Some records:
::::

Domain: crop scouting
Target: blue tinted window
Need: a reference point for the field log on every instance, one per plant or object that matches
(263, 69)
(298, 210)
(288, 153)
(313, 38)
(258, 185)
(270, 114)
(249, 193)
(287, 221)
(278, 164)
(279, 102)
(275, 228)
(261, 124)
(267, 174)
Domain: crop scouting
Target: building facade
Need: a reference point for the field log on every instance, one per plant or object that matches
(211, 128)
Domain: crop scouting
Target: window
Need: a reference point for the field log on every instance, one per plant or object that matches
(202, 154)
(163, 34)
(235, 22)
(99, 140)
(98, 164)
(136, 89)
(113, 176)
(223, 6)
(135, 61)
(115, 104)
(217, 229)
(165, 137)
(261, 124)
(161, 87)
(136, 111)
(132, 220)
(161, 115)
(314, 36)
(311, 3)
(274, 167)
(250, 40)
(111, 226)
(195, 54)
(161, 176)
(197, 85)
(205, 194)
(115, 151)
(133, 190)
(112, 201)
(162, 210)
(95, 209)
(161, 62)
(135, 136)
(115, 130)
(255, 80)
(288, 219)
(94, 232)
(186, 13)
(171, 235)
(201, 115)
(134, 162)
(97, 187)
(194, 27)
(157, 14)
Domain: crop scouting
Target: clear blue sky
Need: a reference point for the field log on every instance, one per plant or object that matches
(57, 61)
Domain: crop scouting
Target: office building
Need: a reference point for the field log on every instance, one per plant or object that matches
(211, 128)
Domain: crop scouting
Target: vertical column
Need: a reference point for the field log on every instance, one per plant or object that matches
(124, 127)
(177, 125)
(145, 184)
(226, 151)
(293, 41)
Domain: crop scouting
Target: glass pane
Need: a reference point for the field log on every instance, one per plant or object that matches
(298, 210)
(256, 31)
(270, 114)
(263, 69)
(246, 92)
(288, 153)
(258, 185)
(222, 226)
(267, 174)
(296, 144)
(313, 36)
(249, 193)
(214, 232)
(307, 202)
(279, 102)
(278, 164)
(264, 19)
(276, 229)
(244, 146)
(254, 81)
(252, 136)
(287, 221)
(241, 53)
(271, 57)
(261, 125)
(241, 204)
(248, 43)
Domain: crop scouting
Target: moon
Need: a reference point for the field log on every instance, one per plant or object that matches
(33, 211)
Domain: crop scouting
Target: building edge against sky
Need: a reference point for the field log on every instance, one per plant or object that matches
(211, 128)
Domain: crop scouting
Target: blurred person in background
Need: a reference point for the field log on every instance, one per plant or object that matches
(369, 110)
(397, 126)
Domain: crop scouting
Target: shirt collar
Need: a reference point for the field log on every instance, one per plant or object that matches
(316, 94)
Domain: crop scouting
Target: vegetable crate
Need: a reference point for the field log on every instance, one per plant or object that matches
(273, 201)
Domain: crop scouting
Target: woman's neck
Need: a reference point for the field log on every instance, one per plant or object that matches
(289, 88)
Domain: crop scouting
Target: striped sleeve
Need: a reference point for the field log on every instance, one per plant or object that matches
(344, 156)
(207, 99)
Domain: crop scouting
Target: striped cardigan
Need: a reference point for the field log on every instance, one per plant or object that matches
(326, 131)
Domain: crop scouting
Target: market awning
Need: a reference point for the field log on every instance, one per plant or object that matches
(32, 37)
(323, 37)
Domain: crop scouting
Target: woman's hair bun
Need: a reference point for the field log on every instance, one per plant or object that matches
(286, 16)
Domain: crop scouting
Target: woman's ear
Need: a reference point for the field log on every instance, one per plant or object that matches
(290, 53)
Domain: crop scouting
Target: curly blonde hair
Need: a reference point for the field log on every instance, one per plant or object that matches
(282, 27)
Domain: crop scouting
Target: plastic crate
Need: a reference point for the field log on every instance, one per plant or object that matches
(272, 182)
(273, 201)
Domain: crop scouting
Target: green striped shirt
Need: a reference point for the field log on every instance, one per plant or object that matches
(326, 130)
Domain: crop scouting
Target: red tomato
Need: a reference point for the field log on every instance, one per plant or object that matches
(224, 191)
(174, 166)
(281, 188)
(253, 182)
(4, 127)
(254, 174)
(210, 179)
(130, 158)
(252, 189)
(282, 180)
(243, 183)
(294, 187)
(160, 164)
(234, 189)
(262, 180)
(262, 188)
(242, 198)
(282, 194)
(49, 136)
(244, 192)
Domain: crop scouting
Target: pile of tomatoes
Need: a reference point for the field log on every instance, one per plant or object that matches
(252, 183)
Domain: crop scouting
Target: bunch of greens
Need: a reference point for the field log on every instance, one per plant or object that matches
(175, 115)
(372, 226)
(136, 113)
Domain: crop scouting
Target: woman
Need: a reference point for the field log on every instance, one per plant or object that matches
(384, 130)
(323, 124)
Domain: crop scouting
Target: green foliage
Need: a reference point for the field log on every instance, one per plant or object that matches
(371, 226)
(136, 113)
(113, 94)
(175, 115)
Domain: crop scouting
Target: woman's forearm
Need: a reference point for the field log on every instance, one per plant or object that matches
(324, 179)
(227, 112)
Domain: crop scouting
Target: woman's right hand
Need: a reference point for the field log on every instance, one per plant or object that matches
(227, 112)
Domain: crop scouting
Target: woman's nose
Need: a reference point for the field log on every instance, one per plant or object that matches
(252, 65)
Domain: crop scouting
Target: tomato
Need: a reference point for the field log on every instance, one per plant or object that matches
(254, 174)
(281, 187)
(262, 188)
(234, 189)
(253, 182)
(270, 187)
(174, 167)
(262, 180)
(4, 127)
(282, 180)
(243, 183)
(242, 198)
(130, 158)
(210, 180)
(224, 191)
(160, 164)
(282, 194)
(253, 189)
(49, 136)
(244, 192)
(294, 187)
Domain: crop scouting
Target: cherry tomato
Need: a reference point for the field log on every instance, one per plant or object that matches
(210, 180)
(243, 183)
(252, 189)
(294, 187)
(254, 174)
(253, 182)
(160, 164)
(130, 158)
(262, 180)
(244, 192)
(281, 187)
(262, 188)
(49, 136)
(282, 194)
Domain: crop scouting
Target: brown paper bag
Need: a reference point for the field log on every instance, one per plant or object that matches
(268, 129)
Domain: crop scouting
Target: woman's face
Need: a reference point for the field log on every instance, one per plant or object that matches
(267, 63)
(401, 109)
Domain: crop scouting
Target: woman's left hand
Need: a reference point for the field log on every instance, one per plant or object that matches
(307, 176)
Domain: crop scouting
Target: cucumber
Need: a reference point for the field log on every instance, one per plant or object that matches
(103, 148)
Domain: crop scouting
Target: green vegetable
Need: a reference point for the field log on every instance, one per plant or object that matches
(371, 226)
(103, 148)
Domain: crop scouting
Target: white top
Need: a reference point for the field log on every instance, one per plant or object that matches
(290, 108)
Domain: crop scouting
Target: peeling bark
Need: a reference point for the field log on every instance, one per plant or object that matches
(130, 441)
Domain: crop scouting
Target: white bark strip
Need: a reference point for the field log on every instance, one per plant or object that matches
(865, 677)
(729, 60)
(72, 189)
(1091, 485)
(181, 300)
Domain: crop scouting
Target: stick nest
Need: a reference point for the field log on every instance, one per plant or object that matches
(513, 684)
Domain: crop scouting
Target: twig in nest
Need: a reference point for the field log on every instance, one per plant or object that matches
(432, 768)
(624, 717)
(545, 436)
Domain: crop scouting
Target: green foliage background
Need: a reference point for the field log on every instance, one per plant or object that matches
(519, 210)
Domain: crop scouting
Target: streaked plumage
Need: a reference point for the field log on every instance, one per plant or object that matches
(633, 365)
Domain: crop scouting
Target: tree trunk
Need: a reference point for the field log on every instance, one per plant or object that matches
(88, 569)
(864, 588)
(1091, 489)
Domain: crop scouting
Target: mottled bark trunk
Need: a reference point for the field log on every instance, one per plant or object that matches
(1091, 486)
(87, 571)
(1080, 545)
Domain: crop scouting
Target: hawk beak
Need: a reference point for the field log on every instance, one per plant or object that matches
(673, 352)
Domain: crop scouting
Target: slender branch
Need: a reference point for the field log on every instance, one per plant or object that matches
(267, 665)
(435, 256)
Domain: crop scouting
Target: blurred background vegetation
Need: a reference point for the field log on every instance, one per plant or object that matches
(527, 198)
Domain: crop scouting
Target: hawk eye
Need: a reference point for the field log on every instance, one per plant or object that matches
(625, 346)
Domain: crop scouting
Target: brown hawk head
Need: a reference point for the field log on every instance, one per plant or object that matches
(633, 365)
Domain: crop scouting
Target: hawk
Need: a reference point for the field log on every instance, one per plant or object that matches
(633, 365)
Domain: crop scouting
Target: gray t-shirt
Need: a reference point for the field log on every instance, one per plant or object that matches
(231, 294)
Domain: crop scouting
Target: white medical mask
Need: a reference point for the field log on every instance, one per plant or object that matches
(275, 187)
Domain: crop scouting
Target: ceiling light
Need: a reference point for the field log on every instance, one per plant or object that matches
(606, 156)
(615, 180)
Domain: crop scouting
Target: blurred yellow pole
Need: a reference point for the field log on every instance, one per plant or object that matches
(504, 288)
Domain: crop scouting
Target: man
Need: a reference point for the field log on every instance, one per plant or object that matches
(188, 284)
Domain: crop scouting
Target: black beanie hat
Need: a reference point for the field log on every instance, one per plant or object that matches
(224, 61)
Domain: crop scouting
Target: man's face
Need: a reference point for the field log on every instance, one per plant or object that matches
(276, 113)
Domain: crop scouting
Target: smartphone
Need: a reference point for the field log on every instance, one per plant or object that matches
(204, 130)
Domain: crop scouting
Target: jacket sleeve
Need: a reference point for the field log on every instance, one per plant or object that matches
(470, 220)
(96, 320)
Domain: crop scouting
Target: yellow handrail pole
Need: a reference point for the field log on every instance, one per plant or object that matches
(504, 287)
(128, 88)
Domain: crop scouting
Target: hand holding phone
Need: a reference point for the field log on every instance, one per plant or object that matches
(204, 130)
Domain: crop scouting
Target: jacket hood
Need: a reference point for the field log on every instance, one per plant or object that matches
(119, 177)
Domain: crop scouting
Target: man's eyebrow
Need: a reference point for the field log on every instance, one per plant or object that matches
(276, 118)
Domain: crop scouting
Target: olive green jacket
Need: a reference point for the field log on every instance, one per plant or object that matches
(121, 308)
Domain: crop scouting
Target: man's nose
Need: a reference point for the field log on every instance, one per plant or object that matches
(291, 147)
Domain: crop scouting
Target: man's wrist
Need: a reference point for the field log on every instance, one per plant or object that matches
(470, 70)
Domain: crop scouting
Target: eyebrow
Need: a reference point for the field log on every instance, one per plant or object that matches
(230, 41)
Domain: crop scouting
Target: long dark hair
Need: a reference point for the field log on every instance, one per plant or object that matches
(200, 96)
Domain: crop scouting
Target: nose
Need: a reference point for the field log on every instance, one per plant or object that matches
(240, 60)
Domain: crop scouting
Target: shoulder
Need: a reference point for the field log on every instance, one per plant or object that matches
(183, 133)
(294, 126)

::::

Copy each line above that contains the word "striped".

Target: striped sleeve
Target: striped cardigan
Target: green striped shirt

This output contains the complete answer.